REQUEST 1 | Set down the part of the passage on Musk's takeover of Twitter starting with "The week after" and going on through "been laid off.", word for word.

In the days after Musk took over, he booted top executives, slashed rank-and-file headcount, pushed engineers to work harder, and began fast-tracking a hodgepodge of potentially revenue-generating features, including charging users to get or keep a verification check mark.
And while Musk didn’t immediately change any of Twitter’s policies against offensive content, in the hours after Musk took over there was a notable surge in hate speech on the app. Some of the users posting felt emboldened by Musk’s “free speech absolutist” attitude, and actively tried to test the limits of what they could say on Twitter under the company’s new leadership.
Many current and former employees, social media academics, and human rights advocates are concerned that Musk could change Twitter for the worse, turning it into an even more intense cesspool of negative content than it already is. But others hope Musk can breathe new life into a platform that was already bleeding its most prolific users and, for years, has struggled to turn a profit.
Here are some of the most significant ways Musk has changed the company so far.
Gutting Twitter’s staff
Musk began his reign as Twitter’s chief by firing top executives. Within hours of the deal closing, CEO Parag Agrawal, CFO Ned Segal, and head of legal policy, trust, and safety Vijaya Gadde were shown the door.
The week after he took over, Musk continued firing executives, including Twitter’s ad chief, general manager of core tech, and chief marketing officer Leslie Berland (who just a few days earlier sent a cheery note announcing that Musk was visiting the San Francisco offices). He also pulled in more than 50 Tesla engineers to work for Twitter and assembled his own circle of trusted advisers.
Now, Musk is moving on to gutting Twitter’s rank-and-file staff. He’s reportedly planning to lay off some 50 percent — upward of 3,700 employees — from the company. Twitter informed its staff that layoffs would happen by 9 am PT on Friday in a company-wide email. By late Thursday evening, several employees told Recode or posted publicly on Twitter that they had already been locked out of their work email and Slack accounts without any formal notice of whether they had been laid off.
These cuts would be the largest in Twitter’s history, and several current and former employees Recode spoke with are concerned that, if they’re executed without care, Twitter’s operations as a platform could be at risk. Musk has also reportedly planned to slash $1 billion from Twitter’s infrastructure costs, such as server space, according to a report from Reuters, furthering those concerns.

Dataset rows

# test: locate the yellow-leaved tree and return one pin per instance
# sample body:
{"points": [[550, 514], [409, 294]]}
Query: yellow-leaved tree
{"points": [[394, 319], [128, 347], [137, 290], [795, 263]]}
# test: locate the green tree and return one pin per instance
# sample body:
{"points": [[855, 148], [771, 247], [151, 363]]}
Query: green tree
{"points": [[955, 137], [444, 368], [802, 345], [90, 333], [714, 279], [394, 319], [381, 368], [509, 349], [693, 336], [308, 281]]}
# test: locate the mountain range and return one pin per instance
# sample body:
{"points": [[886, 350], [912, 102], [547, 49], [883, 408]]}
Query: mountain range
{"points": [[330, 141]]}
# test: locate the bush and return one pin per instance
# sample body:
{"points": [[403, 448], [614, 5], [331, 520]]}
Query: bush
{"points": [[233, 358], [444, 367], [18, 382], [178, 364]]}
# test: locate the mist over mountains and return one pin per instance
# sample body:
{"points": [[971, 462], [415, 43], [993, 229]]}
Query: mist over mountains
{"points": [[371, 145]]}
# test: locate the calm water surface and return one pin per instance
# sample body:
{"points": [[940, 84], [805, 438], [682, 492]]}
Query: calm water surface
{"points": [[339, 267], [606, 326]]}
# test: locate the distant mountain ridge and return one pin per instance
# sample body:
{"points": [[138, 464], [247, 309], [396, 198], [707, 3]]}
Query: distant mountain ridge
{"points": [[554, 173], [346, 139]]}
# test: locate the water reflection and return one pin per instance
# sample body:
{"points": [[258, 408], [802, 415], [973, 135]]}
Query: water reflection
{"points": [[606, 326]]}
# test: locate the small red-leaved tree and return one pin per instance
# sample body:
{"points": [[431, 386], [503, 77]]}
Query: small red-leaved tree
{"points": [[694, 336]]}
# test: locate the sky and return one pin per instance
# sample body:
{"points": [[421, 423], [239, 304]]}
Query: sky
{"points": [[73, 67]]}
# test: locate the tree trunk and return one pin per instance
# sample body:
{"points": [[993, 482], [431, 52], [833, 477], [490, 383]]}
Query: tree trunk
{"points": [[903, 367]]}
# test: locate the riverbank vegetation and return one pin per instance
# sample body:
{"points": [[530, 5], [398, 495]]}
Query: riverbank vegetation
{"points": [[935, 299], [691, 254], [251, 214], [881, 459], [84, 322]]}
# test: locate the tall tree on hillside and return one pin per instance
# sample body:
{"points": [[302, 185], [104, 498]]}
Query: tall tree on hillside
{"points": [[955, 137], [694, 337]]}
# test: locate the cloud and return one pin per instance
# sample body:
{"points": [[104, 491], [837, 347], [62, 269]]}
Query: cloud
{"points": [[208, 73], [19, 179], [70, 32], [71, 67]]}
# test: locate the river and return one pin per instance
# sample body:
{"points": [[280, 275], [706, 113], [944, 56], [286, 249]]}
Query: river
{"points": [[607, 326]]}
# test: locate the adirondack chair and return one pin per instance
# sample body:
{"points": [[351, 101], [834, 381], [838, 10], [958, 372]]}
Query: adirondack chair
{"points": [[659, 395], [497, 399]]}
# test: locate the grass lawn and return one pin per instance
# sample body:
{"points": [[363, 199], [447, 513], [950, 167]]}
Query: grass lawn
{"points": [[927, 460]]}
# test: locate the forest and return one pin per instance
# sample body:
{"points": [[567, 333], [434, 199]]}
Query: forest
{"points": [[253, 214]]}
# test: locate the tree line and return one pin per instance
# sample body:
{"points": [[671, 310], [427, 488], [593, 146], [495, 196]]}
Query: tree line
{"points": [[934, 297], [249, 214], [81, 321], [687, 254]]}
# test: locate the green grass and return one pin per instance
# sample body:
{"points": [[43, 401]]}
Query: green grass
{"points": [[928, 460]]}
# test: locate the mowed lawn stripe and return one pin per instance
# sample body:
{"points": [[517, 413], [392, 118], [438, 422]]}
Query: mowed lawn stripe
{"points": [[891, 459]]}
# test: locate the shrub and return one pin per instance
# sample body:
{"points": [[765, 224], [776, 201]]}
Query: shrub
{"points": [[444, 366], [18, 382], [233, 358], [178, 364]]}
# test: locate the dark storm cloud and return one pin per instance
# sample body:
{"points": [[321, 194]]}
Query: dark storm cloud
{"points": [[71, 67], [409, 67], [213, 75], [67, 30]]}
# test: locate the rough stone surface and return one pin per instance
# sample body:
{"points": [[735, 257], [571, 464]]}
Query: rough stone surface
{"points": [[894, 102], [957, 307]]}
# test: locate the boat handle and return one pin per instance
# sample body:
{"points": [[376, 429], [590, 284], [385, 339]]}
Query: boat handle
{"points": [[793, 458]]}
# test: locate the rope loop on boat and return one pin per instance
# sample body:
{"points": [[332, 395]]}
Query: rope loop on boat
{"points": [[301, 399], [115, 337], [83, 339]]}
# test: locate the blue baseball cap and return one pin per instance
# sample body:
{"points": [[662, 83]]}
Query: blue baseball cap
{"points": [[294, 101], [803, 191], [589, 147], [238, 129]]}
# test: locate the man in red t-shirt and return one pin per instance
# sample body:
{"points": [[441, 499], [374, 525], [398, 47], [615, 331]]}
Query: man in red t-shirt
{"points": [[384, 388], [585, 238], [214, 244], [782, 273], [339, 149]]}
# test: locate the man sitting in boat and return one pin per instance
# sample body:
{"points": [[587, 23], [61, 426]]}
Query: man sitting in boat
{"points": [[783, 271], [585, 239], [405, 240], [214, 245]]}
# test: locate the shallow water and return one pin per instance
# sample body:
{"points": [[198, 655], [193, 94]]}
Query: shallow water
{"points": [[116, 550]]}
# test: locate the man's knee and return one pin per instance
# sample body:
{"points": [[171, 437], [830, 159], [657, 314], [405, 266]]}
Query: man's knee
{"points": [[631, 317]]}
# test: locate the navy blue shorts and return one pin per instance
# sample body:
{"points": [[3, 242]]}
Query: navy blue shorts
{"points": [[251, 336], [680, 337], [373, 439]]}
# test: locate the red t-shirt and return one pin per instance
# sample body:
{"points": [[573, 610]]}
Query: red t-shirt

REQUEST 2 | Collect every line of the listing above that contains the word "shallow", copying each line in full.

EXERCISE SOLUTION 1 |
The week after he took over, Musk continued firing executives, including Twitter’s ad chief, general manager of core tech, and chief marketing officer Leslie Berland (who just a few days earlier sent a cheery note announcing that Musk was visiting the San Francisco offices). He also pulled in more than 50 Tesla engineers to work for Twitter and assembled his own circle of trusted advisers.
Now, Musk is moving on to gutting Twitter’s rank-and-file staff. He’s reportedly planning to lay off some 50 percent — upward of 3,700 employees — from the company. Twitter informed its staff that layoffs would happen by 9 am PT on Friday in a company-wide email. By late Thursday evening, several employees told Recode or posted publicly on Twitter that they had already been locked out of their work email and Slack accounts without any formal notice of whether they had been laid off.

EXERCISE SOLUTION 2 |
# test: locate the shallow water and return one pin per instance
Query: shallow water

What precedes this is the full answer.